• **EXERCISE MATERIALS**:
------------------------------

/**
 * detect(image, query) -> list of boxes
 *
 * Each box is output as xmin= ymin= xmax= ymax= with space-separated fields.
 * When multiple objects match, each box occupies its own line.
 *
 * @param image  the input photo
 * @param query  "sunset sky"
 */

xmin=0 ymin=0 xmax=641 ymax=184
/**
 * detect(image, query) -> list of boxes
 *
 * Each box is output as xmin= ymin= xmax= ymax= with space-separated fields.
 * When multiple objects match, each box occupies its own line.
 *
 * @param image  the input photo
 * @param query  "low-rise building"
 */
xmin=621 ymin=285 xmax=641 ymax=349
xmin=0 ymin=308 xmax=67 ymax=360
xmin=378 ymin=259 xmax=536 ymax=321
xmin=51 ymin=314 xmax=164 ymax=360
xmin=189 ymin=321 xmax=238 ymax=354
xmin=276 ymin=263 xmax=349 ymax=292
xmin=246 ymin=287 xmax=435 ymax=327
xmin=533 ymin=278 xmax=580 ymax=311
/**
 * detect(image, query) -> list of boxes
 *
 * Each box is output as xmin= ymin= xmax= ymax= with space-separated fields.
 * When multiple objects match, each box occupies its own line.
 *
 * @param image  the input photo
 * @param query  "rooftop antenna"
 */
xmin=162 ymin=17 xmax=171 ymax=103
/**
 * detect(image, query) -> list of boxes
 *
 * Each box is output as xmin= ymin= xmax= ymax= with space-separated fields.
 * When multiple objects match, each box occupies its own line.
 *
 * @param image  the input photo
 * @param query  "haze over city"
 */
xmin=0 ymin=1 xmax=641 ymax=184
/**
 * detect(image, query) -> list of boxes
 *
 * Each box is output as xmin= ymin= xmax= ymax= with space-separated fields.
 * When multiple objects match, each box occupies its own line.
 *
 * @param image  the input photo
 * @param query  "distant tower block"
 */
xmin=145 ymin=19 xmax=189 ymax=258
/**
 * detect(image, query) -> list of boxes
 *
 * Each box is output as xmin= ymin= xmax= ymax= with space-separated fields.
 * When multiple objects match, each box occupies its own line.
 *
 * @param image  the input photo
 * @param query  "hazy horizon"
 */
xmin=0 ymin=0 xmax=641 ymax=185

------------------------------

• **TASK GOAL**: Revise all of the records above so that every occurrence of "list of boxes" reads "list of regions", and leave the rest of each line unchanged.

• **EXPECTED ANSWER**:
/**
 * detect(image, query) -> list of regions
 *
 * Each box is output as xmin= ymin= xmax= ymax= with space-separated fields.
 * When multiple objects match, each box occupies its own line.
 *
 * @param image  the input photo
 * @param query  "sunset sky"
 */

xmin=0 ymin=0 xmax=641 ymax=184
/**
 * detect(image, query) -> list of regions
 *
 * Each box is output as xmin= ymin= xmax= ymax= with space-separated fields.
 * When multiple objects match, each box occupies its own line.
 *
 * @param image  the input photo
 * @param query  "low-rise building"
 */
xmin=621 ymin=285 xmax=641 ymax=349
xmin=0 ymin=308 xmax=67 ymax=360
xmin=378 ymin=259 xmax=536 ymax=321
xmin=51 ymin=314 xmax=164 ymax=360
xmin=189 ymin=321 xmax=238 ymax=354
xmin=276 ymin=263 xmax=349 ymax=292
xmin=246 ymin=287 xmax=435 ymax=327
xmin=533 ymin=278 xmax=580 ymax=311
/**
 * detect(image, query) -> list of regions
 *
 * Each box is output as xmin= ymin= xmax= ymax= with space-separated fields.
 * When multiple objects match, each box occupies its own line.
 *
 * @param image  the input photo
 * @param query  "rooftop antenna"
 */
xmin=162 ymin=17 xmax=171 ymax=103
/**
 * detect(image, query) -> list of regions
 *
 * Each box is output as xmin= ymin= xmax= ymax= with space-separated fields.
 * When multiple objects match, each box occupies its own line.
 *
 * @param image  the input photo
 * @param query  "haze over city"
 */
xmin=0 ymin=1 xmax=641 ymax=184
/**
 * detect(image, query) -> list of regions
 *
 * Each box is output as xmin= ymin= xmax= ymax= with space-separated fields.
 * When multiple objects match, each box occupies its own line.
 *
 * @param image  the input photo
 * @param query  "distant tower block"
 */
xmin=145 ymin=19 xmax=189 ymax=258
/**
 * detect(image, query) -> list of regions
 *
 * Each box is output as xmin= ymin= xmax= ymax= with space-separated fields.
 * When multiple objects match, each box occupies its own line.
 *
 * @param image  the input photo
 * @param query  "hazy horizon"
 */
xmin=0 ymin=0 xmax=641 ymax=185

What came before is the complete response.